▶ _WORK INSTRUCTIONS_:
An exact copy of every entry is needed, with the images left out.

-- DATA SUPPLIED follows --

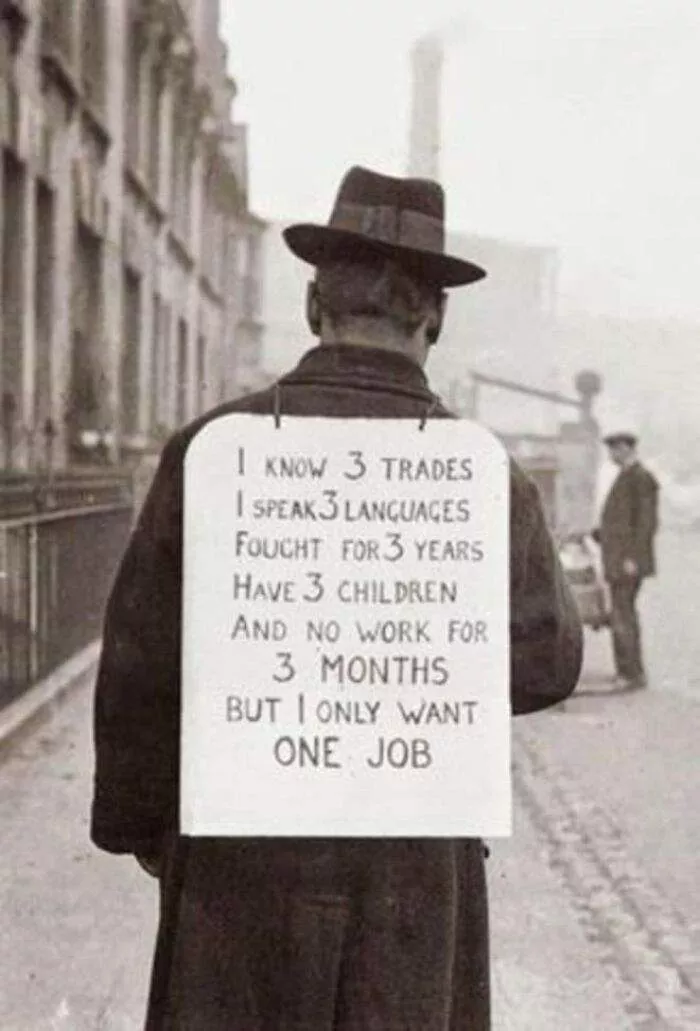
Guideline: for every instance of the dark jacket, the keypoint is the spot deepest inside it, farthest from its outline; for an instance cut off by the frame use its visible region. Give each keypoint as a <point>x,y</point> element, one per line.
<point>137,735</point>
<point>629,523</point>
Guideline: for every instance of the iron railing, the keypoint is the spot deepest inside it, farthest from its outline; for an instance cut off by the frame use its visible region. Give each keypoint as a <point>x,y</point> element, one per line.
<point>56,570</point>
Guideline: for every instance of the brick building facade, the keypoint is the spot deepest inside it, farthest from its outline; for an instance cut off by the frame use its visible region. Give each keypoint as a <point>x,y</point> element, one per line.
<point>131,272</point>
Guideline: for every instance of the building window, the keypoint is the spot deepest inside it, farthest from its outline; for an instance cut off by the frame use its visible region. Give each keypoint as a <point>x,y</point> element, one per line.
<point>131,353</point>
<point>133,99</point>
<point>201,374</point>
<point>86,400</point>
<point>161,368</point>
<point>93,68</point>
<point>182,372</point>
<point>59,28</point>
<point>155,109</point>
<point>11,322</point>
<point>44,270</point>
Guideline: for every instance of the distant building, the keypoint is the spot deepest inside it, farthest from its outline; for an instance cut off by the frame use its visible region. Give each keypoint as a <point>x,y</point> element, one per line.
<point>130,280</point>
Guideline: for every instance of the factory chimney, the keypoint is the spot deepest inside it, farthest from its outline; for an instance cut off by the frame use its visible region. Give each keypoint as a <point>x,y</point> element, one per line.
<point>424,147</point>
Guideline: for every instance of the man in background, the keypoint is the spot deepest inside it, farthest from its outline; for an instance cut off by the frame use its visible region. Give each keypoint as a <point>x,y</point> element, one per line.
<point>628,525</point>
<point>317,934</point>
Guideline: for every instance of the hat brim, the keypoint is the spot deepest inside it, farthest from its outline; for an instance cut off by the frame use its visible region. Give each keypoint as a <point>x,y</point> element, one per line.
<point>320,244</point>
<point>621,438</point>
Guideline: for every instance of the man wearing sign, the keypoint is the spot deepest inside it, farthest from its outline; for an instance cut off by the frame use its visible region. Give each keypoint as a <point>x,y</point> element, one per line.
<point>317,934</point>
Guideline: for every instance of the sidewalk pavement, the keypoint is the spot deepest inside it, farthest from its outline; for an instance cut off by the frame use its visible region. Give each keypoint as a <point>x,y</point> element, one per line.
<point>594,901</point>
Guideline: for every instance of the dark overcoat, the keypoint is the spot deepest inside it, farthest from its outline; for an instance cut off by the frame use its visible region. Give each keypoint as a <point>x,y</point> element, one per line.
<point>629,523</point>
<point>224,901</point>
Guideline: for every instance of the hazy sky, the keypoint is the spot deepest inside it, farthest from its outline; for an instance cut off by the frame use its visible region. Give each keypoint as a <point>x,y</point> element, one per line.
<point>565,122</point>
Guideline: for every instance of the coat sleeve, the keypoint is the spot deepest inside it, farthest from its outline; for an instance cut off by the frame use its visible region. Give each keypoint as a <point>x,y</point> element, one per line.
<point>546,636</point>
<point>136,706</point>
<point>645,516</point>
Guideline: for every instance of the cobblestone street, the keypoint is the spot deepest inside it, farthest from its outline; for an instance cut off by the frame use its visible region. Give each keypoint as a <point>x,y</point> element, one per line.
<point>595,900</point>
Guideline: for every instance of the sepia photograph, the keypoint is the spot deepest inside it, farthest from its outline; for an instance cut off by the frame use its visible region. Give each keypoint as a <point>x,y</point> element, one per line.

-- DATA SUPPLIED concluded --

▶ _PROBLEM SOLUTION_:
Guideline: for every instance of the dark jacket, the keypoint is the spot deepest inside it, farthest from its outline; for an instance cut off by the frame use its visible region. Give each keypoint as a <point>x,y</point> element, one per line.
<point>137,735</point>
<point>629,523</point>
Guideline: for every instance of the iron railing, the keypoint is the spot deepest inside it, farthest from its outline; for an instance cut off by the frame use its visible region. Give each keypoint as a <point>x,y</point> element, one per line.
<point>56,570</point>
Guideline: for every instance of the brick building facade, the keypoint is the spot deepest inside it, farthest from its outline; for an instance cut off by the frame use its visible region. Give each keypoint as a <point>x,y</point> element, one per line.
<point>131,272</point>
Guideline: for every instance of the building window, the keypoint is the spot deepest inside it, farthest from its outline; for an instance cut off by the frame use its visible region. Give each keypoint as a <point>x,y</point> element, one per line.
<point>131,353</point>
<point>133,99</point>
<point>201,374</point>
<point>86,400</point>
<point>161,368</point>
<point>93,68</point>
<point>182,372</point>
<point>59,28</point>
<point>155,109</point>
<point>11,322</point>
<point>44,270</point>
Guideline: for every instance of the distant building, the keypoint is the spot deepest inside it, farthest from its outline; for an instance cut off by the frame use its visible region. Give each keypoint as a <point>x,y</point> element, one per line.
<point>130,280</point>
Guideline: for every instance of the factory chimney, the keypoint is the spot deepest inside it, farthest from its outline; for an instance cut off by the frame use its visible region. Give each keypoint as a <point>x,y</point> element, one per line.
<point>424,147</point>
Guideline: for every instance of the man in background, the keypoint is the spot deepest inside it, farthest from its outline; for an instance cut off by the frame use its visible region. Give each keypoint as a <point>x,y</point> element, one per line.
<point>628,525</point>
<point>317,934</point>
Guideline: for every instance of the hat brim, the keypoint is the spot deepest inside it, farthest from its outline; for an instance cut off by the frame use its visible region. Give each keypoint as a <point>x,y</point> element, one per line.
<point>320,244</point>
<point>621,438</point>
Guideline: for every instance of the man wearing sign, the keypoint is the spot deepest inside it, farthest from its outline; for an instance cut off by the frame use its visible region. Give each keypoint as a <point>x,y</point> element, one per line.
<point>317,934</point>
Guideline: for every instance of the sidewalk pavement, the keypoint is the spot deepest inside it, farthest from its outline; for an instance cut off by the frame use its visible region. Give each keypoint as a <point>x,y</point> element, one per line.
<point>594,901</point>
Guideline: for every instance of the dark overcoat, the keypoint is the spot deepest inside it, farthest from its outline; for an instance cut off by the frame use its visible region. Give each keypoint as a <point>x,y</point> element, one per line.
<point>629,523</point>
<point>224,901</point>
Guideline: for every instance of the hazy sky, the keypoint is the spot deepest inside it, farthest from its outline; for an instance cut off by the frame use its visible region. Give each keypoint as a <point>x,y</point> element, one per line.
<point>565,122</point>
Guideline: for every instance of the coat sleeve, the keypoint is the spot deepest inside it, farthest from its outline; for an instance cut off by the frame use its visible region. Give each keypoint as a <point>x,y</point> element, one per line.
<point>546,636</point>
<point>136,706</point>
<point>645,516</point>
Guideline: for every instance of the cobblestone street, the keypoint is the spot deepest inside it, farthest from its outline; for an instance cut off by the frame use its visible region. Give each keypoint as a <point>x,y</point> element, one per line.
<point>595,900</point>
Guideline: for every instance of the sepia photograph, the keypoint is the spot deepest inside it, farthest from its outline; for an instance cut off by the frame use its visible region. Give each keypoint as a <point>x,y</point> element, one per line.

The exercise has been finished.